- **Provided text**:
• • • •

Here, plaintiffs argue that defendants created a false and misleading narrative that hijacked the investigation and caused their unlawful detention. That narrative consists of two things: (1) Alonzo writing in the felony minutes form that Washington struck Edmondson “on and about the head” and (2) Balodimas's claim that he heard, from outside Washington's apartment, a man and a woman inside the apartment discussing an altercation and a victim getting “what he deserved.” Plaintiffs say Alonzo's characterization was false because he knew that Washington struck Edmondson on the lip or mouth area, but no witness told him (or any defendant) that Washington hit Edmondson on the top or back of his head. And plaintiffs say Balodimas made up the conversation between the man and woman in the apartment.

• • • •

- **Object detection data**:
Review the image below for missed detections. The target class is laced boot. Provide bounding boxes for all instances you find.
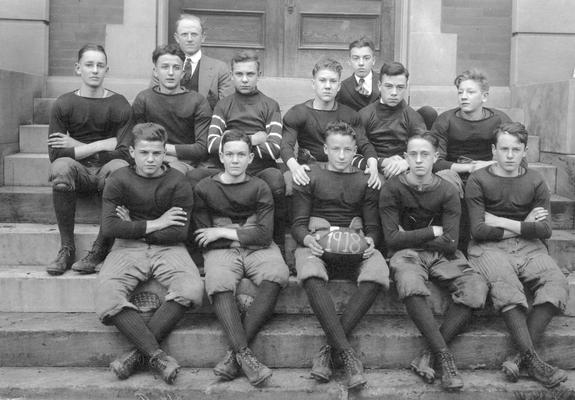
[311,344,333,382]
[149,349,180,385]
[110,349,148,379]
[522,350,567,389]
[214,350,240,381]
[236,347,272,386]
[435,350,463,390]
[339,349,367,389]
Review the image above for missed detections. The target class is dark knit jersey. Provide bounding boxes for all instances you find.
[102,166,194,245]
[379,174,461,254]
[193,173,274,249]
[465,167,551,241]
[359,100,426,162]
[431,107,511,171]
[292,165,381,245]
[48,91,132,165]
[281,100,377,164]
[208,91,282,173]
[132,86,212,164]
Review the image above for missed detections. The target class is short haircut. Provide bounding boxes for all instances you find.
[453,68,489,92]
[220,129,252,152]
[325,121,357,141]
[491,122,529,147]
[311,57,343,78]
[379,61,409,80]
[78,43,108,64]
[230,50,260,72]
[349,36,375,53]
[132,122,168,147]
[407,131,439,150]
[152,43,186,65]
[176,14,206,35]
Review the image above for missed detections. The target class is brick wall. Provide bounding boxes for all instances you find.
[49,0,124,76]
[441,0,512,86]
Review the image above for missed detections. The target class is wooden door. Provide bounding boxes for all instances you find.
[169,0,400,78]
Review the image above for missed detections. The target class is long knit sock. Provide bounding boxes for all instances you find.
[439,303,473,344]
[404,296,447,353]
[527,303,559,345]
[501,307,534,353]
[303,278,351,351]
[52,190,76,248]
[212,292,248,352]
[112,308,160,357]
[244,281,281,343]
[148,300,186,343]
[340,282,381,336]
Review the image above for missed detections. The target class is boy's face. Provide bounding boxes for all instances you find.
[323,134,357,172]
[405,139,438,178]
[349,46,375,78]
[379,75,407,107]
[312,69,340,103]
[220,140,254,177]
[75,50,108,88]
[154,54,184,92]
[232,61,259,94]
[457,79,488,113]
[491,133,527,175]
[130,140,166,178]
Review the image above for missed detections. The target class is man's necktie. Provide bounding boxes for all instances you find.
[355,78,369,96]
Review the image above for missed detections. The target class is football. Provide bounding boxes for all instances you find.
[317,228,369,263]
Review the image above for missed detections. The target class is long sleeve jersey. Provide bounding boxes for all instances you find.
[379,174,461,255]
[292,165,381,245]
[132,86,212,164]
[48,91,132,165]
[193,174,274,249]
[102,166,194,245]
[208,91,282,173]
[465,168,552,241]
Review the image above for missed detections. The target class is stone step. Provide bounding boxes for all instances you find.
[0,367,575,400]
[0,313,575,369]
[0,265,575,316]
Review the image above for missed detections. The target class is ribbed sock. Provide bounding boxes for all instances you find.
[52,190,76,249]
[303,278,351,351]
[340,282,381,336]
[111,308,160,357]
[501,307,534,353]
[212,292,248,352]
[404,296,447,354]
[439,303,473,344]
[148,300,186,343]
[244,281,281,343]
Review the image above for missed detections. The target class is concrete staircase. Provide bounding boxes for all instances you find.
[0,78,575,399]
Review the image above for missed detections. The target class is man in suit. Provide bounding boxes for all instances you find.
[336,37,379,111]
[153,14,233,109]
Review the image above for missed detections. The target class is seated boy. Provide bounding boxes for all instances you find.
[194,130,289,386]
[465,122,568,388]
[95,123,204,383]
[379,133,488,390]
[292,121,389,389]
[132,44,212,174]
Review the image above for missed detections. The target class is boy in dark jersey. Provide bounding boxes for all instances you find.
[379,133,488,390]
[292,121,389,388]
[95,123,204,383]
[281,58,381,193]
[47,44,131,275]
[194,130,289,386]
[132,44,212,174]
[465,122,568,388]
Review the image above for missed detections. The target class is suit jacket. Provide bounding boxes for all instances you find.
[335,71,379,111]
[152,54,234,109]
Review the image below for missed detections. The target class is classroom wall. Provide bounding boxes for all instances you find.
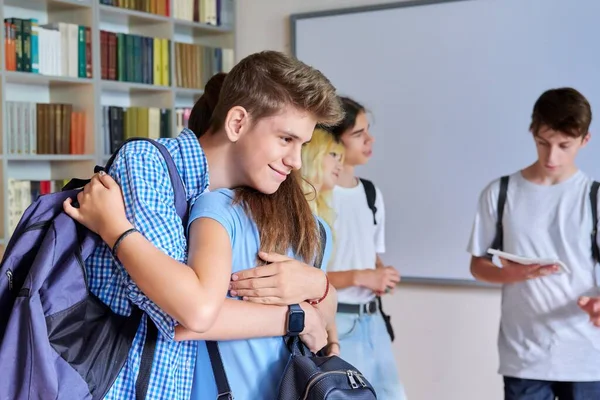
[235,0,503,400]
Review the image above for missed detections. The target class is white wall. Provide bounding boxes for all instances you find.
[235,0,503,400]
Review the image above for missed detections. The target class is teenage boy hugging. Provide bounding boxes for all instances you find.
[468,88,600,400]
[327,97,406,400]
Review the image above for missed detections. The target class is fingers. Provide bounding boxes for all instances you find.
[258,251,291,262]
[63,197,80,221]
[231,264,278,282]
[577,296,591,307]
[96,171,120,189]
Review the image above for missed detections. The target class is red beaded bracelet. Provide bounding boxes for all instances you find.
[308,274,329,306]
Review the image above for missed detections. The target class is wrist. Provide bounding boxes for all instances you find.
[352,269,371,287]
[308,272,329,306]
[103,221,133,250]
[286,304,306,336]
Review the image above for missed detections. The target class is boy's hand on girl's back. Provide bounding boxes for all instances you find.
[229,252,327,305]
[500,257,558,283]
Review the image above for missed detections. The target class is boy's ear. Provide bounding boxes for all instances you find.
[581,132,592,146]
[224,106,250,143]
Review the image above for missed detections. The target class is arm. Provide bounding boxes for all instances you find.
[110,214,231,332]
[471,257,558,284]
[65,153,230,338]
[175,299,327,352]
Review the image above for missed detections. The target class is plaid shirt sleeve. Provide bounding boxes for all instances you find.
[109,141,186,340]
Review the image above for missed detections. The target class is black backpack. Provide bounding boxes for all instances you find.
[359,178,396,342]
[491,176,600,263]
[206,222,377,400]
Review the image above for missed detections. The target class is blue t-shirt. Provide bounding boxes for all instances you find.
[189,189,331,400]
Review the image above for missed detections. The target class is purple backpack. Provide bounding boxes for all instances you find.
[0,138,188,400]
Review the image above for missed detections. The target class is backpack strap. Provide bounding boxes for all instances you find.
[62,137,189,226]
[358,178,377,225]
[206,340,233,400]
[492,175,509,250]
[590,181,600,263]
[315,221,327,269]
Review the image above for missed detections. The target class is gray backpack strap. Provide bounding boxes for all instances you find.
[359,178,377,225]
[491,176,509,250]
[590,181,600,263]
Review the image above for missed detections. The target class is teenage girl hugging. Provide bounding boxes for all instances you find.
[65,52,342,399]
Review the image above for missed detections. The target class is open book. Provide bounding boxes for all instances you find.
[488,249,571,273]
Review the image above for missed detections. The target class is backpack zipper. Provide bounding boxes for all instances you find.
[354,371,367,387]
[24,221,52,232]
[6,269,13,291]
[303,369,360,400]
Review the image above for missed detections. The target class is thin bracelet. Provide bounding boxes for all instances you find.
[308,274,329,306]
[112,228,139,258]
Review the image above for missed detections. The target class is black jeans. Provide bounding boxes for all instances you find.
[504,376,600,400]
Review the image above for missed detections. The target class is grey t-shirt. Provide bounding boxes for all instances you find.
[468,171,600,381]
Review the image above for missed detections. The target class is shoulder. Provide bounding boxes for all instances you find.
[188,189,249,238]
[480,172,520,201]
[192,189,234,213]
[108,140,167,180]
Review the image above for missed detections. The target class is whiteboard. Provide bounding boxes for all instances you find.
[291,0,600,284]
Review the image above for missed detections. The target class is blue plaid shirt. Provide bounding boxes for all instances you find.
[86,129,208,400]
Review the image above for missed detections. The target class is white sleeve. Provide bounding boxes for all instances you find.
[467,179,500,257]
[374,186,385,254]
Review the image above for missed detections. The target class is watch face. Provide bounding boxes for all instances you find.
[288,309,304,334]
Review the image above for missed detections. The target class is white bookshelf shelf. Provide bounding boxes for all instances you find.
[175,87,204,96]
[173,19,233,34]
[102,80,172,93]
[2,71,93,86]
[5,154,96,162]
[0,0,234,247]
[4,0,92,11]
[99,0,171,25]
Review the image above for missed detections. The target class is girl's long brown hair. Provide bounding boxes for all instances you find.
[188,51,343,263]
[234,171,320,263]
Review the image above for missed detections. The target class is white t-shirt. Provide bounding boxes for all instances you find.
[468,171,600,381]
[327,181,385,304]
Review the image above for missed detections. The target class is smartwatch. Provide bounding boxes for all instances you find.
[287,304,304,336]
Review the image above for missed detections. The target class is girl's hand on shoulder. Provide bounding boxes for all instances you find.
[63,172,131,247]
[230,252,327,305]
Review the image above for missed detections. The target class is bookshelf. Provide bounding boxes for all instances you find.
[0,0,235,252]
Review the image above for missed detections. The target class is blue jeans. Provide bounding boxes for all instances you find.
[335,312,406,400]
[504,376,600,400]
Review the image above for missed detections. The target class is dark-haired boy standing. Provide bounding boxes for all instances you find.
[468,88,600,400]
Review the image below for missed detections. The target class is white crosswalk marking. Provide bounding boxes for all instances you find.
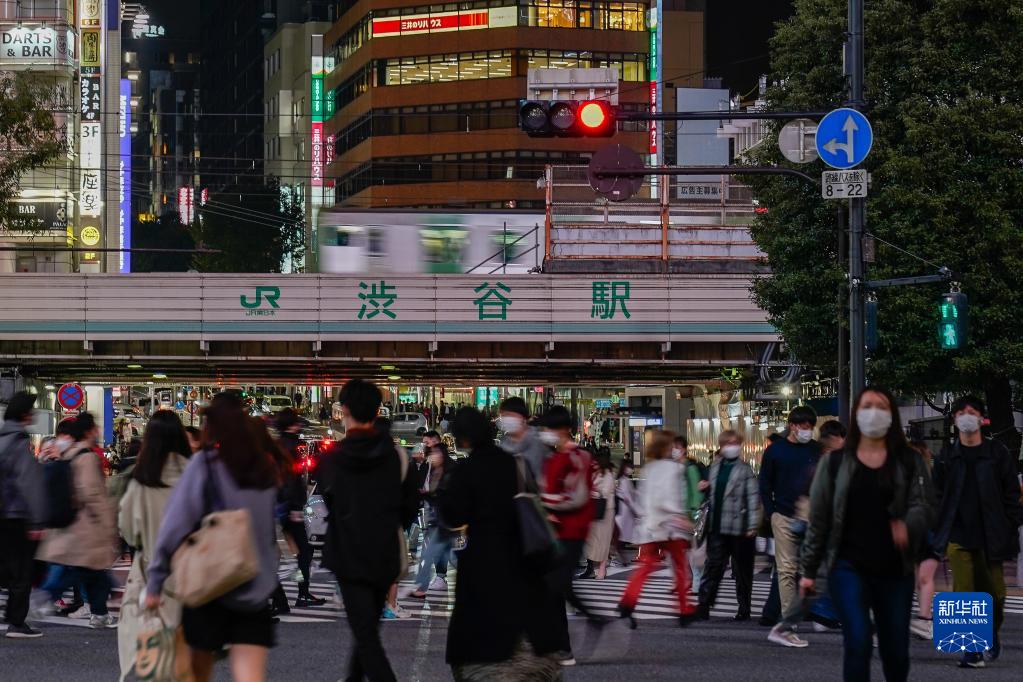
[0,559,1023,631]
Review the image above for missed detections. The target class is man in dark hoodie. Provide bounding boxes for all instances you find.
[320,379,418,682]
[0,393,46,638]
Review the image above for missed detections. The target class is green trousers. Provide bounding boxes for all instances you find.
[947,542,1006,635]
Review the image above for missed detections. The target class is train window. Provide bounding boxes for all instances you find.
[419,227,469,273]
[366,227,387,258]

• • • •

- **To be done**:
a) According to the legal passage, where do plaintiffs say Alonzo knew Washington struck Edmondson?
b) Retype everything in the legal passage from "Here, plaintiffs argue" down to "in the apartment.", word for word.

- **Written responses**:
a) On the lip or mouth area.

b)
Here, plaintiffs argue that defendants created a false and misleading narrative that hijacked the investigation and caused their unlawful detention. That narrative consists of two things: (1) Alonzo writing in the felony minutes form that Washington struck Edmondson “on and about the head” and (2) Balodimas's claim that he heard, from outside Washington's apartment, a man and a woman inside the apartment discussing an altercation and a victim getting “what he deserved.” Plaintiffs say Alonzo's characterization was false because he knew that Washington struck Edmondson on the lip or mouth area, but no witness told him (or any defendant) that Washington hit Edmondson on the top or back of his head. And plaintiffs say Balodimas made up the conversation between the man and woman in the apartment.